_WORK REQUEST_
This exercise calls for the records to be returned exactly, with images removed.

_SOURCE DATA_
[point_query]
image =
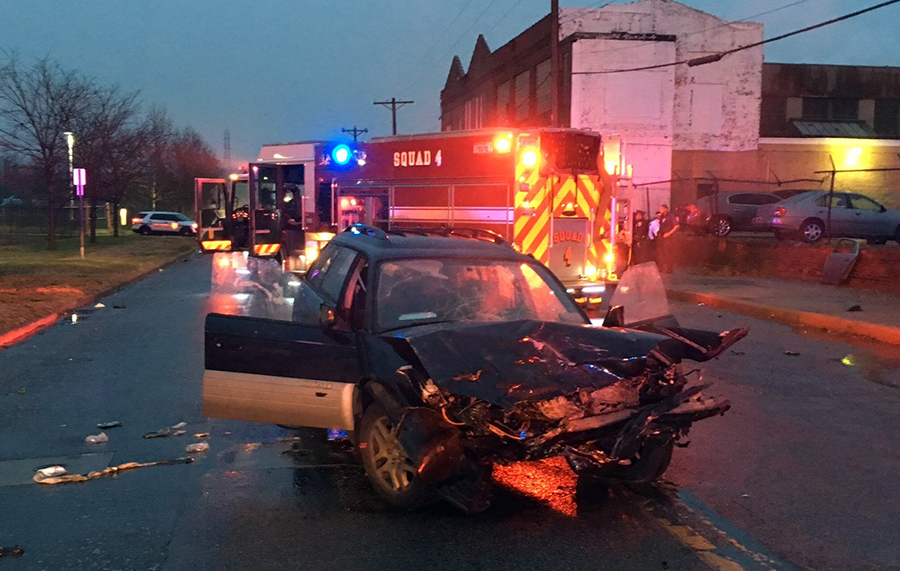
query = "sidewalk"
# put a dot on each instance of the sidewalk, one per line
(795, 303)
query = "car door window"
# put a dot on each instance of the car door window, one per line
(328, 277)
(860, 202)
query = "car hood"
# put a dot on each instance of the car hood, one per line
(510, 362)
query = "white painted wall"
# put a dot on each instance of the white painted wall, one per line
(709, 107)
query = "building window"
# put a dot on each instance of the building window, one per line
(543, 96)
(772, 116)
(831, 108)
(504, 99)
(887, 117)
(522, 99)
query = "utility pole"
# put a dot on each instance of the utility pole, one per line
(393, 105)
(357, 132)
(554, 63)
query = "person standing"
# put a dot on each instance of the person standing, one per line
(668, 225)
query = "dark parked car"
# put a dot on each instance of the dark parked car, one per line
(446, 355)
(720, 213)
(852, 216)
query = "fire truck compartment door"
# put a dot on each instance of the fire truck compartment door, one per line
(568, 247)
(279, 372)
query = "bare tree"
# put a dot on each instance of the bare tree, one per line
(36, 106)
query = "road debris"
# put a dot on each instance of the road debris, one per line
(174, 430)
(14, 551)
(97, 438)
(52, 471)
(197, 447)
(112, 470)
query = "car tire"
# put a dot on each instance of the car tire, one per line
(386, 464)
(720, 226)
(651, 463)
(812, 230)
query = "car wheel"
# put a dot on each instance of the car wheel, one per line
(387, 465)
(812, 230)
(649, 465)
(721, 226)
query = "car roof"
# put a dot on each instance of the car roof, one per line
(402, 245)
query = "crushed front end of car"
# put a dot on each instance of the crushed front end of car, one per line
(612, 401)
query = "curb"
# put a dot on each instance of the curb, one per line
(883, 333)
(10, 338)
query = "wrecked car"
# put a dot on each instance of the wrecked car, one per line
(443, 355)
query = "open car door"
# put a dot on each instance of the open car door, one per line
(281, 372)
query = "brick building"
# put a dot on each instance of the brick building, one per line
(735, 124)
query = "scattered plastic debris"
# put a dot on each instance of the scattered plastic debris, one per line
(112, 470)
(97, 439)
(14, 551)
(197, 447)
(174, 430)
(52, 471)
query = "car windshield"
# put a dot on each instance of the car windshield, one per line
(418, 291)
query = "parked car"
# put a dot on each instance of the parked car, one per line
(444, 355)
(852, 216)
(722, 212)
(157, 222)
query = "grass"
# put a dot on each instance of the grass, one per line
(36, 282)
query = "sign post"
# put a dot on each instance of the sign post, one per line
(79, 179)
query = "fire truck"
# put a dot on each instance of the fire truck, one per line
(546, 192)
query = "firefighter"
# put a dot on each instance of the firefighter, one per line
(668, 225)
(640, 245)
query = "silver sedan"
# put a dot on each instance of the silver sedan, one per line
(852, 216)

_EXERCISE SOLUTION_
[point_query]
image =
query = "sidewalk"
# put a dot on each instance of the sidewalk, one per line
(795, 303)
query = "car door window"
# put a dot on each instance of the car door window, one per line
(328, 277)
(860, 202)
query = "car hood"
# put a dot on each instance of the car hood, one per line
(510, 362)
query = "white painted wall"
# put a dot on each instance of the white painted wall, one per line
(709, 107)
query = "building window"
# put a dot on each instance of the building window, one per line
(543, 96)
(772, 116)
(831, 108)
(504, 99)
(887, 117)
(522, 99)
query = "utility pole"
# put a dot on each instance of the utility pole, one per line
(393, 105)
(357, 132)
(554, 63)
query = "person standing"
# put a dot on each instance of the person standing, one per line
(668, 225)
query = "dark parked car"
# put a dot on each instance of the dark parked car, one per line
(446, 355)
(720, 213)
(852, 216)
query = "fire truck compartment door"
# put a dot on each instance of the fire truck compartment door, one per line
(568, 247)
(279, 372)
query = "bare tree"
# put a dot on each instance of the bare tree, one per line
(36, 106)
query = "road debris"
# put a dot on each instance of the road debris, one per line
(174, 430)
(14, 551)
(97, 438)
(52, 471)
(197, 447)
(112, 470)
query = "car tire"
# put a dot on each instance of the car tire, one per line
(386, 464)
(720, 226)
(651, 463)
(812, 230)
query = "car wheel"
# put a dot on each instance of the car wheel, one per line
(387, 465)
(812, 230)
(649, 465)
(721, 226)
query = "car roof"
# put a dot on each instance of the car roof, one per line
(402, 245)
query = "crushed front end of car"
# put a dot on each instance of the crushed front end of car, one per line
(612, 401)
query = "curb"
# put a dot on each instance of the curb, one per line
(883, 333)
(10, 338)
query = "wrecked car"
# put a dot on each instance of the wrecked car, one per line
(443, 355)
query = "open car door"
# put a dot on each instance of the open car door, one per line
(281, 372)
query = "brick building"
# put a dot on each instance of the brick building, one per line
(735, 124)
query = "scattered plastic debris"
# put a dot on each instance of the scattered plastic debris, one per line
(112, 470)
(97, 439)
(14, 551)
(197, 447)
(174, 430)
(52, 471)
query = "car windshield"
# put a dot on each instance of the car windshield, one per line
(418, 291)
query = "parked car"
# put a dot on each instance of the parked car, one per line
(444, 355)
(852, 216)
(722, 212)
(157, 222)
query = "grass"
# put a dot on each instance of the grass, one per line
(36, 282)
query = "sign post"
# put a dot on each instance of the sign post, one per line
(79, 179)
query = "fire truck"
# put a dot on each instance of the fire truck, one per line
(546, 192)
query = "firefighter"
# put a dot on each instance of the firefighter, one per line
(668, 225)
(640, 245)
query = "silver sedan"
# put a dot on each instance of the silver sedan, one per line
(852, 216)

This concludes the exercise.